■ **TEXT PROVIDED**
■ ■ ■ ■ ■

Animal organs are popular foods in Vietnam

The ministry and the Vietnam Chamber of Commerce and Industry jointly held a meeting to gather opinions about the new Husbandry Law on December 7 in HCM City.

Nguyen Van Ngoc, vice head of the Animal Husbandry Association in south-eastern Vietnam, supported the ban on imported animal organs, saying that exported products must meet difficult requirements while Vietnam is far too lax on the meat it imports.

"Why must domestically-made products have traceable origins while imported products don't have to follow the regulations in HCM City? In other countries, frozen products have a six-month expiry while rules about labels and origins in Vietnam are lax. We need some kind of mechanism to hold foreign slaughterhouses responsible for their imported products," he said.

■ ■ ■ ■ ■

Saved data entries

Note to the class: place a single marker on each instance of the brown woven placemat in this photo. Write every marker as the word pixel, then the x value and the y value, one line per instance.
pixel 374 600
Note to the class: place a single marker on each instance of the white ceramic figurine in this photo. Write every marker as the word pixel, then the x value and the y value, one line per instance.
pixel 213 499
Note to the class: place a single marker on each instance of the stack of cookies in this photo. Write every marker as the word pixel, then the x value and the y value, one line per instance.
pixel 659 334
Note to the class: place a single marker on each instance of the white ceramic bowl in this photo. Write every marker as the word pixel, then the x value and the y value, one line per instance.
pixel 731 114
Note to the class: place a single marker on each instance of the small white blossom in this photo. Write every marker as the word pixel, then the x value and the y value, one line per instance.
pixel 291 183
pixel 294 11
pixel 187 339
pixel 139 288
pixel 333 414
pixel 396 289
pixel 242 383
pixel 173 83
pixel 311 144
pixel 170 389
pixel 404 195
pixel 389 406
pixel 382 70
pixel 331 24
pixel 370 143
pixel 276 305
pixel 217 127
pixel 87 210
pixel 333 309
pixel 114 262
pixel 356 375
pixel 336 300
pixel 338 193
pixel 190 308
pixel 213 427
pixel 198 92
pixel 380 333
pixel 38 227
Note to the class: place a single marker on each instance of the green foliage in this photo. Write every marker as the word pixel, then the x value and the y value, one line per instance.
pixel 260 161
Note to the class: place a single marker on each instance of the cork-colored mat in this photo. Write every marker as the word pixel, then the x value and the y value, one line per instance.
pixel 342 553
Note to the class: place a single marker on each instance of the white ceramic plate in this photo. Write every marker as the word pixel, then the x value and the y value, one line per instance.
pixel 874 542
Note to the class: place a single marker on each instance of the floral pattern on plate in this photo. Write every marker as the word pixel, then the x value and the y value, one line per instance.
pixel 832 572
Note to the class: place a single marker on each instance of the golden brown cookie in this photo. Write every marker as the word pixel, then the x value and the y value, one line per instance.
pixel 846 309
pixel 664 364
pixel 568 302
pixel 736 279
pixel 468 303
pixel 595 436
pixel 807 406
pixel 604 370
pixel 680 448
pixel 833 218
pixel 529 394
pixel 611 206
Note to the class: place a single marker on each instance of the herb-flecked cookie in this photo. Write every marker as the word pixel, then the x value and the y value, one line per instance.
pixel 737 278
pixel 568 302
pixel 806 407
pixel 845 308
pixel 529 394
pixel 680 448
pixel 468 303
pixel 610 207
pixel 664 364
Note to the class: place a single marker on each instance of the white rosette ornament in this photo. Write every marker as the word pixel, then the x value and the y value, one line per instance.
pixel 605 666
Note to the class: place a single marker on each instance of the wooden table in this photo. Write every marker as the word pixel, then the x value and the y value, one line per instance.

■ ■ ■ ■ ■

■ **APPLY WHAT YOU READ**
(a) Answer these from the text on imported animal organs in Vietnam:
(i) On what date and in which city was the meeting on the new Husbandry Law held?
(ii) What position does Nguyen Van Ngoc hold?
(iii) According to Ngoc, what expiry do frozen products have in other countries?
(b) Carry on the text on imported animal organs in Vietnam, starting right after its final sentence.

■ **ANSWERS BY ITEM**
(a)
(i) December 7, in HCM City.
(ii) Vice head of the Animal Husbandry Association in south-eastern Vietnam.
(iii) A six-month expiry.

(b)
According to Hoang Thanh Van, director of the Department of Livestock Production, there are many problems in the management of livestock.

He proposed to tighten management over imported agriculture products including issuing bans on importing animal organs, and old and culled poultry. In the past years, old cows and culled chickens as well as a large amount of cheap pig and chicken offal have been imported and sold at restaurants. Not only such products have low quality, but they may also carry toxic substances.

He went on to say that the new law will help reform the administrative system and meet requirements for global integration.